▶ Directions for this task: Rewrite all of the records below as a single numbered list, one line per item, and leave out any blank lines.

▶ Data supplied:
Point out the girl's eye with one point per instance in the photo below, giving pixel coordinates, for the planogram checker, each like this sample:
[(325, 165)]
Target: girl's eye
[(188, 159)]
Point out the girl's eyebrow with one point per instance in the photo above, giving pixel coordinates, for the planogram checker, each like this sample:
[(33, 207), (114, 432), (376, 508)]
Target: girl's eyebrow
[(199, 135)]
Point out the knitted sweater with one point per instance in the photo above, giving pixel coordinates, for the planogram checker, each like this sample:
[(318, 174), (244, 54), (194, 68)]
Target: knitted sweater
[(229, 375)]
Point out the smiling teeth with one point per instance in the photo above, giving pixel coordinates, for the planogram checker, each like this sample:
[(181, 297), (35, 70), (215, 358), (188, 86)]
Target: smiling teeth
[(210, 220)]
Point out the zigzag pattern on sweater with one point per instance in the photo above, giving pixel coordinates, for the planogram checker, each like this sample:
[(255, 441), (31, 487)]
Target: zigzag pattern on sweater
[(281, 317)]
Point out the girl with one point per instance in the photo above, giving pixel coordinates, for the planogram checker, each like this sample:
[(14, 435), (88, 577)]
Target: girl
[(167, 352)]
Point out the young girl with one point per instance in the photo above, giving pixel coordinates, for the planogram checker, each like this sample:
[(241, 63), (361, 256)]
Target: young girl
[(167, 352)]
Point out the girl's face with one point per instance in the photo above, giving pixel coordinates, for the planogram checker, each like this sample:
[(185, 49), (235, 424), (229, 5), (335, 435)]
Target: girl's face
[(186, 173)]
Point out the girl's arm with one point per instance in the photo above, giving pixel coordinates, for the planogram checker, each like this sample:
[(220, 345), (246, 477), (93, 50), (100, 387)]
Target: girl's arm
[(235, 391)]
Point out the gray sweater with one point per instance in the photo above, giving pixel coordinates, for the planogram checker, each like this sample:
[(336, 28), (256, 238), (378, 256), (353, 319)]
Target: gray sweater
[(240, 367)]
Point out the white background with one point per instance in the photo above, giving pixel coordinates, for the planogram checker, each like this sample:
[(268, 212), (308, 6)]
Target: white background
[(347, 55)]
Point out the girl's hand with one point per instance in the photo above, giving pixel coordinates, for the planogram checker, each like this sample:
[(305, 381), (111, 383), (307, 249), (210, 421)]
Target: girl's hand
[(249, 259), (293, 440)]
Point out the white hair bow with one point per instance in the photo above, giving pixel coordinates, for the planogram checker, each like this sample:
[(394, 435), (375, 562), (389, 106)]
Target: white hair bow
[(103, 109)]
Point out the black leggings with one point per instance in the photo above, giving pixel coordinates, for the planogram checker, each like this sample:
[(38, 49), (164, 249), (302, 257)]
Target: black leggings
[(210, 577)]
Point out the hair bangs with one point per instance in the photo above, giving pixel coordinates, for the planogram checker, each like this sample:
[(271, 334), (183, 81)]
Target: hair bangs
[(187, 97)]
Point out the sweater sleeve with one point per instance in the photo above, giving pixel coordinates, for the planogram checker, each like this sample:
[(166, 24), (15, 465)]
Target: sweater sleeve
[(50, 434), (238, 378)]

▶ Full response:
1. Point out the girl's eye with one point per instance in the photo below, giving pixel coordinates, for the planogram checker, each like this sample:
2. [(325, 165)]
3. Target: girl's eye
4. [(188, 159)]
5. Point out the girl's eyebrow with one point per instance in the photo above, giving pixel coordinates, for the planogram checker, each like this sample:
6. [(33, 207), (114, 432), (376, 508)]
7. Target: girl's eyebrow
8. [(199, 135)]
9. Point out the knitted sweater with one point per instance in the photo above, giving pixel coordinates, for the planogram checker, each like this sample:
10. [(318, 174), (244, 54), (194, 68)]
11. Target: knitted sweater
12. [(229, 375)]
13. Point out the smiling teeth with one point per instance in the photo above, giving pixel coordinates, for the planogram checker, each like this sample:
14. [(181, 297), (35, 70), (215, 358), (188, 86)]
15. Target: smiling teeth
16. [(210, 220)]
17. Point out the zigzag pattern on sweater with one point per instance in the photo above, giving pixel coordinates, for the planogram checker, each like this sample:
18. [(255, 441), (31, 487)]
19. Target: zigzag pattern on sweater
20. [(281, 317)]
21. Point out the girl with one point per instance in the photo above, giving pixel coordinates, for the planogram checker, each like this sample:
22. [(14, 435), (88, 577)]
23. Target: girl
24. [(167, 352)]
25. Point out the young girl with one point per instance in the photo above, giving pixel coordinates, for the planogram checker, each like this sample:
26. [(241, 63), (361, 256)]
27. Target: young girl
28. [(167, 352)]
29. Point out the girl's face with one point per instance in the photo above, giving pixel coordinates, for the planogram checker, each like this sample:
30. [(185, 49), (235, 424), (229, 5), (335, 435)]
31. Target: girl's face
32. [(186, 173)]
33. Point out the girl's arm with one point per instance in the photo above, giving pixel coordinates, for the planogram checker, each like this sample:
34. [(220, 345), (246, 477), (93, 50), (100, 387)]
35. Target: girl's arm
36. [(235, 391)]
37. Point out the gray sweater with one point per instance in the photo above, giving pixel coordinates, for the planogram checker, each like this sample:
38. [(336, 28), (256, 238), (378, 256), (353, 319)]
39. Target: gray sweater
40. [(240, 367)]
41. Point out the white background with one point per instance in the photo above, giving pixel coordinates, for the planogram checker, each like this sample:
42. [(268, 212), (308, 6)]
43. Target: white background
44. [(347, 55)]
45. Point out the girl's hand with one point per instance in the photo above, giving pixel coordinates, for the planogram checker, each like this sample:
46. [(305, 381), (111, 383), (307, 249), (210, 421)]
47. Target: girl's hand
48. [(249, 259), (293, 440)]
49. Point out the white hair bow with one point per instance in the photo above, giving pixel coordinates, for the planogram checker, each like this sample:
50. [(394, 435), (375, 562), (389, 106)]
51. Target: white hair bow
52. [(103, 109)]
53. Point out the black leggings with one point per instance in the photo above, giving pixel coordinates, for the planogram checker, each like this sample:
54. [(38, 49), (164, 249), (302, 257)]
55. Target: black leggings
56. [(210, 577)]
57. Point out the hair bangs with one point per instance in the photo above, giving pixel coordinates, for the planogram checker, each like this sample:
58. [(271, 334), (183, 81)]
59. Target: hair bangs
60. [(187, 97)]
61. Point out the sweater sleeve with one point per instance in the photo above, giving pixel coordinates, for the planogram checker, each like this sample:
62. [(166, 24), (15, 465)]
63. Target: sweater sleeve
64. [(50, 434), (238, 378)]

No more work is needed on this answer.